→ The problem:
Edit the data below so that "innermost point" becomes "deepest interior point" everywhere it occurs. Keep every other line and word the same.

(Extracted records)

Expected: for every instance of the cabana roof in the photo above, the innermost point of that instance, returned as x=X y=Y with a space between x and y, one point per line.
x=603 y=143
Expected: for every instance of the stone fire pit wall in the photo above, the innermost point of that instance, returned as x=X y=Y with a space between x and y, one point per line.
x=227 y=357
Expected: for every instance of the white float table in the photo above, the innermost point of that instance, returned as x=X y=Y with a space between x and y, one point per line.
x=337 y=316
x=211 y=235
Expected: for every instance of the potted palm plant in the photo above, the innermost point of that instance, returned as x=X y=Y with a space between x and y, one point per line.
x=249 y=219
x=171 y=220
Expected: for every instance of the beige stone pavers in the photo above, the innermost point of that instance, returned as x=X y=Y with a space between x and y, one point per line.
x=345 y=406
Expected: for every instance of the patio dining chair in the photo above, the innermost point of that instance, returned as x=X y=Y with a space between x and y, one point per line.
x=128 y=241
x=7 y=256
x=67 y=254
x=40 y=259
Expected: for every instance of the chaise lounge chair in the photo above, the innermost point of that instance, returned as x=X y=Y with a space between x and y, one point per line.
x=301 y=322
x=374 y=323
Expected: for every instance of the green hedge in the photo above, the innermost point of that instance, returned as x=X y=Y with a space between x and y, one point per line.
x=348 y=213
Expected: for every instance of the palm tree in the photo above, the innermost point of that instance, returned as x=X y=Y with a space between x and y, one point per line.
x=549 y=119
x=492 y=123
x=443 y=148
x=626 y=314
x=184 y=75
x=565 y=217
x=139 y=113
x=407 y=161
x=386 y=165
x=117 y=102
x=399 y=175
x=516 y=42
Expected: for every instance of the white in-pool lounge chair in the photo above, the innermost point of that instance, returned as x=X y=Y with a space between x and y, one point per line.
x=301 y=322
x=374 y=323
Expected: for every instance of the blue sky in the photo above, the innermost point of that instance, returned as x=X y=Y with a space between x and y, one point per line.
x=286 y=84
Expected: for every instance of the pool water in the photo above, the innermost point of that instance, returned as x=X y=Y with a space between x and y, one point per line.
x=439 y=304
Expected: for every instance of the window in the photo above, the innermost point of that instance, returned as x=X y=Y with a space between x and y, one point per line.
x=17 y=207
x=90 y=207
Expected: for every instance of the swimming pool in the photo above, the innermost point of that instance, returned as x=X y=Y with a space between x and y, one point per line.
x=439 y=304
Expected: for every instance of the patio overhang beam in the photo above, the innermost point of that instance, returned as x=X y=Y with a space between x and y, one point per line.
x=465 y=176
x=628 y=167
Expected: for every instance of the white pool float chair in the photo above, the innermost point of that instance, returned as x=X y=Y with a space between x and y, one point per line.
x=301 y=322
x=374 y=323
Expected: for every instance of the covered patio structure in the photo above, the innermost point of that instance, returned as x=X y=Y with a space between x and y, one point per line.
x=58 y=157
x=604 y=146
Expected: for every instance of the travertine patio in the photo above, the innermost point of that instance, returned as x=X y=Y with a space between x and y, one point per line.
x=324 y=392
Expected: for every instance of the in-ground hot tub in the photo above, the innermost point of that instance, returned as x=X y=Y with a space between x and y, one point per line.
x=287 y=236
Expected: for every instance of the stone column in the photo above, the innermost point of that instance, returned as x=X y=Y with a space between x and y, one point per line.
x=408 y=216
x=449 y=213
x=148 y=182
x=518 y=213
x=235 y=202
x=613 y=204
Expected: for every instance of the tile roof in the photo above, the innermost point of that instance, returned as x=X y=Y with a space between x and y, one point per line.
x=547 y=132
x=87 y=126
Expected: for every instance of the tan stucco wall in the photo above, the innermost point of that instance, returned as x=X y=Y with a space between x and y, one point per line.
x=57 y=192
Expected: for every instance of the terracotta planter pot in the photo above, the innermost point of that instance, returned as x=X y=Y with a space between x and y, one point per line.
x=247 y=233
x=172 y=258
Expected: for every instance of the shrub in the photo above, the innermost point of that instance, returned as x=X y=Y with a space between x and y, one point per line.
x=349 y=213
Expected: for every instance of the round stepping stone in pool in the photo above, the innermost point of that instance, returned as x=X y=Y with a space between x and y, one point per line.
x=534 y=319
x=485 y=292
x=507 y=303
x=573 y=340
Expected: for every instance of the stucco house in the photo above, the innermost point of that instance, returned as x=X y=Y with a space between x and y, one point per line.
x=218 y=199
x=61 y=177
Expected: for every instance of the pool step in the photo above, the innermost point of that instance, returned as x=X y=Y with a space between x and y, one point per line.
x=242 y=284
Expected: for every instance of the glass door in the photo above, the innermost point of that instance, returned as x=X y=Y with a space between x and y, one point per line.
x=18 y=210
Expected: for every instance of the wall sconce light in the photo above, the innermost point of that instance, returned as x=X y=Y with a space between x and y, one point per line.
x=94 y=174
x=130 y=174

→ Task result:
Expected: for every instance of the cabana roof in the photo above, the deepest interior point of that instance, returned as x=X y=Y with a space between x and y, one point per line.
x=603 y=143
Expected: for every instance of the stone fire pit wall in the photo above, the deepest interior point of that instance, returned as x=X y=Y with a space between x and y, one point per line.
x=227 y=357
Expected: for every instance of the white float table in the photo above, the deepest interior point of that instance, returned as x=X y=Y with a space between x and y, one point per line.
x=337 y=316
x=211 y=235
Expected: for every instance of the potted palm plant in the photo above, the deepest interior point of that instance, returned as x=X y=Y with a space between x and y, one point per line.
x=249 y=219
x=171 y=220
Expected: for every instance of the beige stone pavers in the photo above, the deepest interior point of that instance, returned as x=X y=Y with a space between x and y, one point per line.
x=345 y=406
Expected: for every instance of the patio dining chair in the photo above, the deepest interior point of that instance, returned as x=X y=Y with a space between x and y, one point per line.
x=128 y=241
x=7 y=256
x=67 y=254
x=40 y=259
Expected: for every instance of the chaise lounge chair in the photo above, the deepest interior point of that instance, returned as x=X y=Y with a space between x and y, one point per line.
x=301 y=322
x=374 y=323
Expected: for every instance of the green hedge in the photo above, the deepest interior point of that instance, returned as x=X y=Y with a space between x and y, one point per line.
x=348 y=213
Expected: for every instance of the palm tree in the photo above, the deepest interior point of that instance, returned as x=X y=Y with a space between x and y, one point per line.
x=549 y=119
x=492 y=123
x=443 y=148
x=626 y=314
x=184 y=75
x=565 y=217
x=139 y=113
x=407 y=161
x=386 y=165
x=117 y=102
x=399 y=175
x=516 y=42
Expected: for every instance of the white in-pool lounge chair in the photo above, the deepest interior point of that instance, returned as x=X y=Y with a space between x and y, one point per line.
x=301 y=322
x=374 y=323
Expected: for every instance of the blue sky in the photo above, the deepest interior point of that instance, returned as x=X y=Y with a space between x and y, one point per line.
x=286 y=84
Expected: for every instance of the pool water in the photo above, the deepest interior point of that instance, returned as x=X y=Y with a space between x and y, one point per line.
x=439 y=304
Expected: for every instance of the window in the photo above, the deepest interior point of that instance, returned as x=X y=Y with a space between x and y, one point per line.
x=17 y=207
x=90 y=207
Expected: for every instance of the swimming pool in the photo above, the deepest interior point of that instance, returned as x=X y=Y with a space between x and y, one point per line.
x=439 y=304
Expected: for every instance of the patio overhang beam in the photo above, the deepest interior point of that instance, returned as x=X y=Y with a space between x and y, one point per line.
x=465 y=176
x=628 y=167
Expected: for every instance of the white pool float chair in the photo above, the deepest interior point of that instance, returned as x=X y=Y with a space between x and y, one point per line.
x=301 y=322
x=374 y=323
Expected: for every instance of the covered patio structure in the photo above, the deepest interior point of that instance, returned as x=X y=Y with a space between x and y, one point per line.
x=58 y=157
x=604 y=146
Expected: for every instance of the travertine patio in the photo above, the deepest interior point of that instance, returned as x=X y=Y with a space between x and y, one point per line.
x=324 y=392
Expected: for every instance of the in-ground hot tub in the photo above, the deepest interior point of that instance, returned as x=X y=Y with a space between x and y, one point per line.
x=287 y=236
Expected: for every instance of the stone column in the photo above, the deepest interior point of that instance, returned as x=X y=Y with a space between x and y, one point per line.
x=408 y=216
x=449 y=213
x=148 y=182
x=518 y=213
x=235 y=202
x=613 y=204
Expected: for every instance of the tile roof in the photo above, the deepest interior point of that instance, returned as x=X y=Y with a space between x and y, one point per line.
x=547 y=132
x=87 y=126
Expected: for every instance of the tan stucco wall in the photo above, the deepest interior point of that instance, returned as x=X y=Y with a space between x and y, one point per line.
x=57 y=192
Expected: for every instance of the terracotta planter pot in the photo above, the deepest interior point of that instance, returned as x=X y=Y with a space between x and y, one point per line.
x=247 y=233
x=172 y=258
Expected: for every instance of the shrub in the photo above, the deepest interior point of that instance, returned as x=X y=Y with a space between x and y, one point per line.
x=349 y=213
Expected: for every instance of the round stepping stone in pool in the photo above, the deepest interior point of that instance, returned as x=X y=Y with a space between x and y, one point per line.
x=534 y=319
x=485 y=292
x=507 y=303
x=573 y=340
Expected: for every instance of the stucco house in the photo above, the deepest interior point of that instance, returned as x=X y=Y with a space between x and y, one point per line.
x=218 y=199
x=61 y=177
Expected: for every instance of the pool step in the photo above, the deepest interior point of that instance, returned as x=X y=Y with a space between x and y, one point per line.
x=242 y=284
Expected: for every instance of the glass door in the photo above, the deepest interior point of that instance, returned as x=X y=Y with a space between x and y, one point per line.
x=18 y=210
Expected: for every instance of the wall sconce light in the photo above, the deepest interior point of that instance, returned as x=X y=Y with a space between x and y, one point per line.
x=94 y=174
x=130 y=174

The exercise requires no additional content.